___ Texto mostrado ___
El 21 de noviembre de 2018, entrevistado por la periodista Carmen Aristegui (CA), no “conservadora” ni “simuladora”, aún, sino hasta tres años después, cuando se mostró crítica con quien fuera su “amigo” y admirador, el entonces “presidente electo” Andrés Manuel López Obrador (AMLO), dijo lo siguiente en lo que es, hasta hoy, la mentira más infantil del presente gobierno, refiriéndose a su obsesión denominada Tren Maya:
CA: Pero tú qué dices: ¿no van a tumbar un árbol?
AMLO: Ni un solo árbol.
CA (incrédula): ¿No van a tumbar un árbol?
AMLO: Ninguno.
CA (más incrédula): ¿Ni uno?
AMLO: Ninguno.
CA: ¿Ni para hacerlo subterráneo en alguno de los tramos?
AMLO: Nada nada nada. Al contrario…
CA (incredulísima): ¡Ni un solo árbol!
AMLO: Al contrario. ¡Ni un solo árbol! Vamos a sembrar cien mil hectáreas en la zona del Tren Maya de árboles frutales y maderables.
___ Registros de datos ___
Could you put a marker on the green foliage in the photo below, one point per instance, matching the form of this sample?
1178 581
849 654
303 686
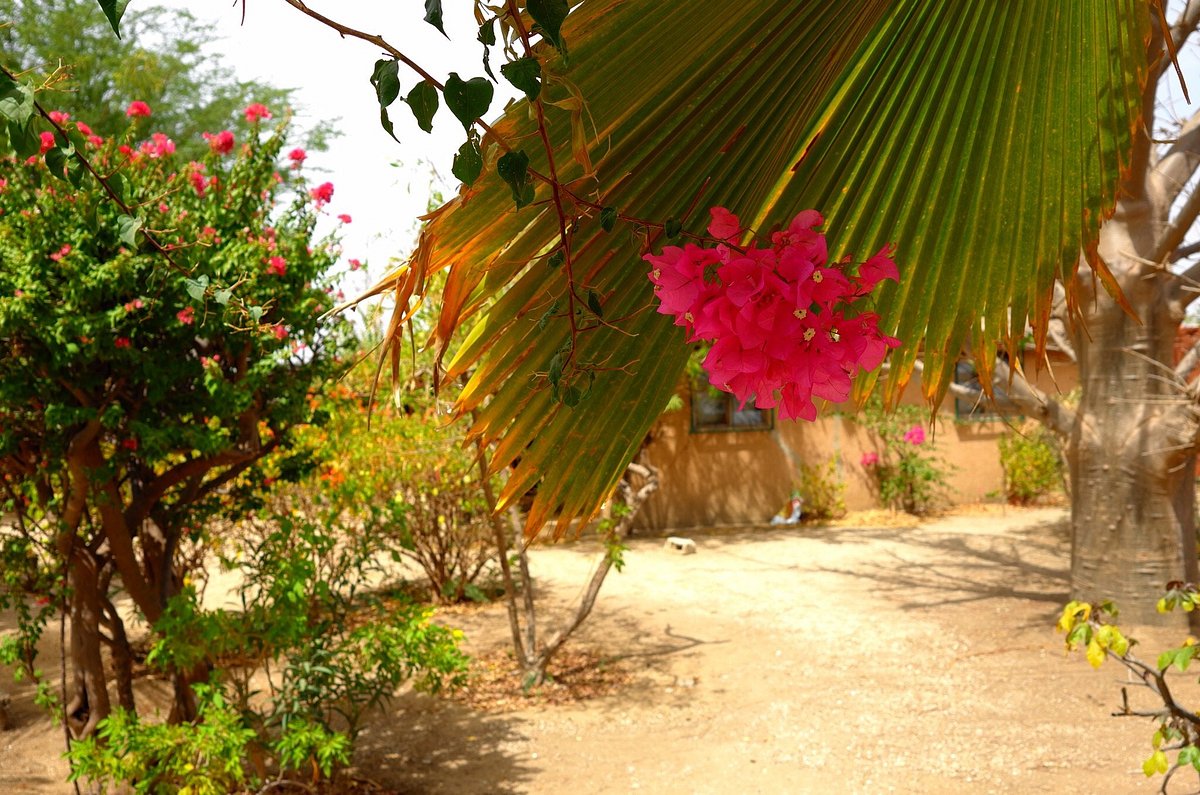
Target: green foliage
1093 627
201 758
330 647
162 59
823 490
909 473
1032 464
___
> _Tarea escrita_
En el texto sobre el Tren Maya, ¿cuántas hectáreas dice AMLO que van a sembrar en la zona del tren? El material no hace falta para esta tarea.

> _Resultado_
Cien mil hectáreas de árboles frutales y maderables.